**What needs to be done:** Search the material for the word "curtain" and report each line where it turns up.

**Data extract:**
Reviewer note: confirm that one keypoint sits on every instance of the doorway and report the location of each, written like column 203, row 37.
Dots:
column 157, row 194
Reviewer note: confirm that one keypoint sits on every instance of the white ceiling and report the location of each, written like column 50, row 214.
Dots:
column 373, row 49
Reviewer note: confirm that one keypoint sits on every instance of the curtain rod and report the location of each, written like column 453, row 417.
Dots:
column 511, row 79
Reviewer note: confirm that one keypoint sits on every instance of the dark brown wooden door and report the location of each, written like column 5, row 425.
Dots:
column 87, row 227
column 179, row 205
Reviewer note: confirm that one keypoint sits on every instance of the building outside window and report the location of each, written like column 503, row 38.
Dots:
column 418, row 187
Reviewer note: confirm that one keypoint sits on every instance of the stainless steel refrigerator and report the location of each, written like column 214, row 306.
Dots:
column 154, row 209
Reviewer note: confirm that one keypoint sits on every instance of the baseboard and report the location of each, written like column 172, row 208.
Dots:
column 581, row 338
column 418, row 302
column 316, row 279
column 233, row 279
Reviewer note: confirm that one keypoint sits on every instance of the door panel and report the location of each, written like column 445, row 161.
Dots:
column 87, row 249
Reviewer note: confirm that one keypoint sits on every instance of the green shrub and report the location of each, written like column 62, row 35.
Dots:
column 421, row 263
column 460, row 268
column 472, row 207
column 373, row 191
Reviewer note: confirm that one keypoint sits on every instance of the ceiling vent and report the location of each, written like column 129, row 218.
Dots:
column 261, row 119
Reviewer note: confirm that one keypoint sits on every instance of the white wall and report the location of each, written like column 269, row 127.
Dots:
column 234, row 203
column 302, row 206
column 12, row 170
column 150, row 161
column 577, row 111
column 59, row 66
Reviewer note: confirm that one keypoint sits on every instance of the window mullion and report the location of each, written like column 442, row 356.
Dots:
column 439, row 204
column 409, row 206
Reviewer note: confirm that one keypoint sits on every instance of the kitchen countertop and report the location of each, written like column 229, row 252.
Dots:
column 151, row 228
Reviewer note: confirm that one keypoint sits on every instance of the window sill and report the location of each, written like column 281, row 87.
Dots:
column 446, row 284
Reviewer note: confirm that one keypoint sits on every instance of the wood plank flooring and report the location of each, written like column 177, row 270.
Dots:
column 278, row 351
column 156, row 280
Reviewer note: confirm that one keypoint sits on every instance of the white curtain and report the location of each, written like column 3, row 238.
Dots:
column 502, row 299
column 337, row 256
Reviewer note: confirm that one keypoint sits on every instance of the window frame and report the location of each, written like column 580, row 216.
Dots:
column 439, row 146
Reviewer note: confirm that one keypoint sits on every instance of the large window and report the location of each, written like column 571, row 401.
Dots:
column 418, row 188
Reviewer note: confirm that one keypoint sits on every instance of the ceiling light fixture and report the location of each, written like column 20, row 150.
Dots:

**Answer section:**
Reviewer note: confirm that one keypoint sits on every instance of the curtain rod and report the location of each, written like column 453, row 417.
Reviewer note: confirm that one keypoint sits on every instance of the white curtain and report the location of each, written like column 3, row 238.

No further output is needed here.